=== Selected excerpt ===

The key escape clause in your words is "in effect".  It's not clear to 
me that the applicable laws require compliance with IEC 61508 at all.

 From the discussions I've had and the reading I've done, it seems that 
the UK position boils down to demonstrating that risks have been reduced 
SFAIRP. That broadly requires that duty-holders establish what the risks 
are, and do what is necessary to mitigate against them.

 From my limited exposure to the IEC documents, they seem to be of little 
use to me as a duty-holder attempting to wrestle with connected 
software-intensive systems at scale. In fact I'd go so far as to say 
that the standards seem to be dangerously misleading.

And as I've said elsewhere, I think the business model around the 
documents is a disgrace.

> In Germany, there is no general one-stop regulator across (many but
> not all) industries as there is
> in the UK. But if something goes wrong you will get assessed and maybe
> prosecuted by the state's
> attorneys and showing them you have complied with applicable standards
> is a must. IEC 61508 and/or
> its sector-specific derivative is one of those applicable standards.

I'm attempting to understand what's properly applicable, in such a way 
that I can communicate (and ideally enforce) it for teams in 
multi-vendor deliveries involving today's hardware. The standards don't 
fit the bill afaict, not least because they were created decades ago, as 
a minority sport, and have not really been subject to adequate scrutiny 
or revision as technology has advanced.

> The way that IEC 61508 requires you address safety is as follows. You
> have Equipment Under Control
> (EUC) and this equipment can theoretically behave in such a way that
> it causes damage (hurts or
> kills people, damages non-related things, mucks up the environment).
> 
> A risk analysis must be performed (hazard identification, hazard
> analysis - basically the
> assignation of a severity to each hazard, and some estimate of
> likelihood, then risk assessment, the

OK, so we're already off down a track that doesn't work out very well in 
practice - humans are awful at estimating likelihoods, for example.

> combination of likelihood with severity). "Society" sets the
> acceptable risk, per hazard. If the EUC
> risk from the risk analysis exceeds this acceptable risk, then a
> *safety function* (technical term,
> henceforth SF) must be introduced, whose operation avoids or mitigates
> the risk ("mitigate" means
> either reduce the likelihood of occurrence, or reduce the severity, or
> both). It is assumed the SF
> may fail. It can't fail all the time, for then the risk is the plain
> EUC risk and that is not
> acceptable by hypothesis. So the SF gets a reliability condition
> imposed, one of four. These
> reliability conditions are called "safety integrity levels", or SILs.

=== What this exercise asks ===
1. According to the quoted explanation in the IEC 61508 discussion, which steps make up a risk analysis?
2. Continue the IEC 61508 discussion from its last sentence.

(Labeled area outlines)

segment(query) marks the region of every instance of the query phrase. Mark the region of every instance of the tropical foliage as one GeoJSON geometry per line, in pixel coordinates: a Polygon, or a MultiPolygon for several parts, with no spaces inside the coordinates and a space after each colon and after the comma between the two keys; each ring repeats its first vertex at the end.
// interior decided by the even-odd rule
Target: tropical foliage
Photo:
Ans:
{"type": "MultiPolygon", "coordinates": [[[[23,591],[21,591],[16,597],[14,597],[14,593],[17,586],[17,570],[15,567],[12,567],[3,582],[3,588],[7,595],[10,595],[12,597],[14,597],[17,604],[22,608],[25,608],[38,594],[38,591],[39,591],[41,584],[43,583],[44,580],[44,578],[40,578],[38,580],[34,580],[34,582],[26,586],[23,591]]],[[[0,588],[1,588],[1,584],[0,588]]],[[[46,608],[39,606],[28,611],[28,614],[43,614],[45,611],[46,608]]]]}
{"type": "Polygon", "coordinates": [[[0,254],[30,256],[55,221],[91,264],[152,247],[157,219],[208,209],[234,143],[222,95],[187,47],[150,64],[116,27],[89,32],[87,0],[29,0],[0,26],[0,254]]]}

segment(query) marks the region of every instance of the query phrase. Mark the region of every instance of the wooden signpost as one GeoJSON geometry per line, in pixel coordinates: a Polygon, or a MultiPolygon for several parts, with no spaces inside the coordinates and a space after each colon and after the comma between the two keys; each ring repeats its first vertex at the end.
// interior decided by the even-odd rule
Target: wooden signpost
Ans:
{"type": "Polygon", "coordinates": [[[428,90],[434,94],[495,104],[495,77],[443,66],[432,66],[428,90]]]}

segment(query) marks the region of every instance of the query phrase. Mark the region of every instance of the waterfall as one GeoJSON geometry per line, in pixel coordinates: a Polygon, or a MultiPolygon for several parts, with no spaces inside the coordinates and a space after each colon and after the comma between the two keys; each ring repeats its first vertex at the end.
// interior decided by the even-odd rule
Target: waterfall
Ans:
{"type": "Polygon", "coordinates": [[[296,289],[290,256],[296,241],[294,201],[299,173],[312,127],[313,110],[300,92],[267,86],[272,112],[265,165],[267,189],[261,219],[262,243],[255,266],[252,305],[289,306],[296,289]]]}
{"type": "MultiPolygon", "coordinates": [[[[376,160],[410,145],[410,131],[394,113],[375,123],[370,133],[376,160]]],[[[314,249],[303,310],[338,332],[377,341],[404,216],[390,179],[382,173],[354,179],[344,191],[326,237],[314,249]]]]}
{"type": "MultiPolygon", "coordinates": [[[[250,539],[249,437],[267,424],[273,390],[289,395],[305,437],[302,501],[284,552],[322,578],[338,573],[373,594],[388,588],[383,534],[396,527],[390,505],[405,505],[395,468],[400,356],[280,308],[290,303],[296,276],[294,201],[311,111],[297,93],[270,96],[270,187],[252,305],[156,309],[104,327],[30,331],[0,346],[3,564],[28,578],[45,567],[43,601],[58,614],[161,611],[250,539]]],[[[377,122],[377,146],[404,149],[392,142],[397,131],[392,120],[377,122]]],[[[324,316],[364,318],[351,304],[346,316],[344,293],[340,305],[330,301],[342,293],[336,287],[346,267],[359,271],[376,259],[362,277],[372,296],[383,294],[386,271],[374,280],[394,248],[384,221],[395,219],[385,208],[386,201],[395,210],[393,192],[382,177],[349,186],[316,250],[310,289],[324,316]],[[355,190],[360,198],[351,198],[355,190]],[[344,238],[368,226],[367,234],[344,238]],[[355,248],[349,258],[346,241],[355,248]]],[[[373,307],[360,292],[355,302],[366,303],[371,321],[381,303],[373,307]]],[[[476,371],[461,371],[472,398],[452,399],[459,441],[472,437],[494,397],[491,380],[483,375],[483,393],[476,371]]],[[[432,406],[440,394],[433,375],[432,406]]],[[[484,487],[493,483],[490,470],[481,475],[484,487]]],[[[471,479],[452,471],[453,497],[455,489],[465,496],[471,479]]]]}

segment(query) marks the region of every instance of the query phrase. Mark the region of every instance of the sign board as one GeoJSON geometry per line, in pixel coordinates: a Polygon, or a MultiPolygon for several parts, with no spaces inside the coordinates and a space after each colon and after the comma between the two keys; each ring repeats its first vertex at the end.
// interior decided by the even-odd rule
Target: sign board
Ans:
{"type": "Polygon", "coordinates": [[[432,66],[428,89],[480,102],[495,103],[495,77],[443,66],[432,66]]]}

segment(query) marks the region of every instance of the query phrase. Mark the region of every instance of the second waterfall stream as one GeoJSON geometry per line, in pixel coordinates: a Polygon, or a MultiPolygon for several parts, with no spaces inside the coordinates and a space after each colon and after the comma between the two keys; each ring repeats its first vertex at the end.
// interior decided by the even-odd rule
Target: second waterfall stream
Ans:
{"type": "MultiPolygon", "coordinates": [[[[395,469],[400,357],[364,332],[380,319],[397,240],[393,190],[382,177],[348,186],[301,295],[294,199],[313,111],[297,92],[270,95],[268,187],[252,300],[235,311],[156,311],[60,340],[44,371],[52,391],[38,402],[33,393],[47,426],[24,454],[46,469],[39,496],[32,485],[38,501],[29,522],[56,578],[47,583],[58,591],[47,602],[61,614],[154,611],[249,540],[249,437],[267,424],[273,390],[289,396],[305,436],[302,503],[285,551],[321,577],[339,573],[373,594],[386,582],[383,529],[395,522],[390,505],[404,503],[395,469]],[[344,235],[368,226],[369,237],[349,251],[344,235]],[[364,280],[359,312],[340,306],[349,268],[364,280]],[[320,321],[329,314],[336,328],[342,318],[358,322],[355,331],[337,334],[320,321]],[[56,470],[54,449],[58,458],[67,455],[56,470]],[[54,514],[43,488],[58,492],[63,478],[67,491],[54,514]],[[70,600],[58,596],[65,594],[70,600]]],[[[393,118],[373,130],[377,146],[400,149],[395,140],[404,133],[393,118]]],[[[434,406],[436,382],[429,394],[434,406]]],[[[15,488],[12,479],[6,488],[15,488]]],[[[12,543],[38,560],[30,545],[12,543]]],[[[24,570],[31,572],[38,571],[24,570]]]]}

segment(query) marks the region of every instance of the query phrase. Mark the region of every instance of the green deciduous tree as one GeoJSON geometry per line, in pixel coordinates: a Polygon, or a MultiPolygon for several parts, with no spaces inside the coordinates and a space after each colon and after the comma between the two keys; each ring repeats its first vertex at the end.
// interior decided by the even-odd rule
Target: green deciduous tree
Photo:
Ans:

=== Expected answers ===
1.
- Hazard identification
- Hazard analysis: assigning a severity to each hazard and some estimate of likelihood
- Risk assessment: combining likelihood with severity

2.
> For random HW failures, the
> SILs are quantitative (probability of failure per demand/per hour).
> SILs for SW (which is not taken
> to be susceptible to "random" failure, but only to "systematic"
> failure, that is, reproducible
> failure due to design) are not quantitative, and are conceptually a
> little more complicated,
> referring to something called "systematic capability".

Yes. As I understand it all of the above fails to consider, for example:

- specification risks
- component interaction risks
- hand-off/silo risks
- cascading failures
- security hazards leading to safety hazards

etc.

> The idea is that the risk-analysis-and-consequence definition of
> safety function all happens at the
> system level.

Fantastic, except that systems folk may or may not have any actual 
understanding of what's really going on in the subsystems. Very few 
people can adequately reason about safety, security, software, 
electronics and networks all at the same time.

> The SW developers are given a set of requirements by the
> systems people, and then they
> develop to those requirements. It is theoretically for the systems
> people to get the requirements
> right, not the SW people. In practice, there will be negotiation of
> course.

In the case where, say, a modern multicore microprocessor is to be used 
in "EUC", I'm guesstimating between 100kloc and 1Mloc of 'firmware' 
and/or 'microcode' delivered by the silicon vendor's team (including 
bought-in), before we even get to what folks commonly describe as 'Board 
Support Package'. It's extremely unlikely that the systems people have 
any influence at all over that pre-cooked code.

> The SIL of a safety
> function constrains techniques which it is "highly recommended" be
> used. So if you are developing SW
> with a SIL 3 or SIL 4 systematic capability, then it is "highly
> recommended" that formal methods be
> applied in the specified places.

I understand the idea. It's not working out very well in practice as far 
as I can tell, because people tend to cling to their own comfort 
blankets and extrapolate into the unknown based on their own limited 
experiences.

And as Olwen has stated in various colourful ways recently, lots of folk 
aren't even attempting to do the thinking.

> Developing SW according to IEC 61508-3:2010 will involve you in almost
> 60 documentation
> requirements. You will have to produce those 60 documents. About a

Only if we believe that the IEC spells and incantations are fit for 
their purpose. Perhaps following them blindly will be enough to help 
defend in court in the event of accident. Or perhaps not.

In the security world, Geer's Law is often cited: "Any security 
technology whose effectiveness can't be empirically determined is 
indistinguishable from blind luck."

I fear that in the safety world, there's not enough transparency to 
establish what has been luck and what is effective.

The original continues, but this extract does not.